*** MATERIAL FOR THE TASK Section Begins ***

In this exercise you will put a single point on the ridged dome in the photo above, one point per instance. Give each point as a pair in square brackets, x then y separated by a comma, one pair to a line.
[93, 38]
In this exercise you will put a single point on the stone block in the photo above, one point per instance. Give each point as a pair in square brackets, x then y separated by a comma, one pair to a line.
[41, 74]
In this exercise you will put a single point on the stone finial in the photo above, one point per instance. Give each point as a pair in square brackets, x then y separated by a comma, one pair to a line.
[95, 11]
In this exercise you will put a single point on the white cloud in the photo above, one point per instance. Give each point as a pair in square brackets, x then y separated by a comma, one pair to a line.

*** MATERIAL FOR THE TASK Section Ends ***

◆ **EXERCISE REQUIREMENTS**
Starting at the line with "the stone finial", restate each line through the end of the records, both ends included, and stop there.

◆ **PROBLEM SOLUTION**
In this exercise you will put a single point on the stone finial in the photo above, one point per instance. Give each point as a pair in square brackets, x then y separated by a comma, one pair to a line.
[95, 11]
In this exercise you will put a single point on the white cloud in the photo above, one point per instance. Give each point as a pair in square brackets, x then y separated by a comma, one pair to a line.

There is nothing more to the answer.